TASK REQUIREMENTS —
Reproduce every row below character for character, without changing anything.

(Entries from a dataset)
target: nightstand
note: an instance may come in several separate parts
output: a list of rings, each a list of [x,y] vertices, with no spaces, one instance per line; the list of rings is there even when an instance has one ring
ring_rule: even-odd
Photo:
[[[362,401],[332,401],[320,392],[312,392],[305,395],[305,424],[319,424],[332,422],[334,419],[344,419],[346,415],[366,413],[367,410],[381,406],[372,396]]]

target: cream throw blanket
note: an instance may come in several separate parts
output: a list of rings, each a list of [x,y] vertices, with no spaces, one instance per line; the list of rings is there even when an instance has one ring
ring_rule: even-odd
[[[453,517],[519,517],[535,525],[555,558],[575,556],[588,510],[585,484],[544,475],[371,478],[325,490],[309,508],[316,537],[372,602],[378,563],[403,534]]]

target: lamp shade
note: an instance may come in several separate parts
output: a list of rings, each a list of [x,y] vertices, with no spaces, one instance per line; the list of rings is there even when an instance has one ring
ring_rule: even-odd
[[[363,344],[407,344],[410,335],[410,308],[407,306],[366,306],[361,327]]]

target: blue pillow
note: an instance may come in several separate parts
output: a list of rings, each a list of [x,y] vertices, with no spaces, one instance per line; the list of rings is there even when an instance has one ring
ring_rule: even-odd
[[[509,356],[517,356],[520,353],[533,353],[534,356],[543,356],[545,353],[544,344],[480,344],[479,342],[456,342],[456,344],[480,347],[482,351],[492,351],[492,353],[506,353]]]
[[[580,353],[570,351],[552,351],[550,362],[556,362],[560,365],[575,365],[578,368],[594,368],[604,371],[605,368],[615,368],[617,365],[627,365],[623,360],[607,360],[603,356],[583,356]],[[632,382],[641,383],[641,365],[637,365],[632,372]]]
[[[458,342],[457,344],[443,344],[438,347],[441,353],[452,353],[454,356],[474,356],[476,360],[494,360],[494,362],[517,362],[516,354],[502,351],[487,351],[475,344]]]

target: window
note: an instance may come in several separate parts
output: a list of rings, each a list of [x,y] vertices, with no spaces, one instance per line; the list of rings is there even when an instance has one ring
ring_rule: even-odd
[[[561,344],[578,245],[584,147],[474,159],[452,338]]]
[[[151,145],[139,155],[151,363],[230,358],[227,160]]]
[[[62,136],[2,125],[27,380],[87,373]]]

FULL OUTPUT —
target: nightstand
note: an instance may come in several separate parts
output: a list of rings, each a list of [x,y] vertices, with no spaces, one instance per line; the list of rings is there even when an instance has one ring
ring_rule: even-odd
Photo:
[[[362,401],[332,401],[320,392],[312,392],[305,395],[305,424],[319,424],[332,422],[334,419],[344,419],[346,415],[366,413],[367,410],[381,406],[372,396]]]

target: cream throw blanket
note: an instance may come in several separate parts
output: a list of rings, each a list of [x,y] vertices, with no spaces, one instance per line; the list of rings is there even when an instance has one ring
ring_rule: even-odd
[[[453,517],[519,517],[535,525],[555,558],[575,556],[588,510],[585,484],[544,475],[371,478],[325,490],[309,508],[316,537],[372,602],[378,563],[403,534]]]

target: lamp shade
note: an instance may come in several separate parts
output: a list of rings, each a list of [x,y] vertices, with no spaces, one instance per line; the list of rings is there even when an instance has one ring
ring_rule: even-odd
[[[363,344],[407,344],[410,335],[410,308],[407,306],[366,306],[361,327]]]

target: blue pillow
note: an instance may come in several separate parts
output: a list of rings, each a list of [x,y] vertices, with no spaces, one instance per line; the list of rings is there even when an instance has one ring
ring_rule: even-odd
[[[509,356],[517,356],[520,353],[533,353],[534,356],[543,356],[545,353],[544,344],[480,344],[479,342],[456,342],[456,344],[480,347],[482,351],[492,351],[492,353],[506,353]]]
[[[580,353],[570,351],[552,351],[550,362],[556,362],[560,365],[575,365],[578,368],[594,368],[604,371],[605,368],[615,368],[617,365],[627,365],[623,360],[607,360],[603,356],[583,356]],[[632,382],[641,383],[641,365],[637,365],[632,372]]]
[[[458,342],[457,344],[443,344],[438,347],[441,353],[452,353],[454,356],[474,356],[476,360],[494,360],[494,362],[517,362],[516,354],[502,351],[487,351],[475,344]]]

target: window
note: an instance may come in several separate parts
output: a list of rings, each a list of [x,y] vertices, with no spaces, one instance per line; the list of rings is there even when an instance has one ring
ring_rule: even-odd
[[[561,344],[578,245],[584,147],[474,159],[452,338]]]
[[[151,145],[139,155],[151,363],[230,358],[227,160]]]
[[[62,136],[2,125],[27,380],[87,373]]]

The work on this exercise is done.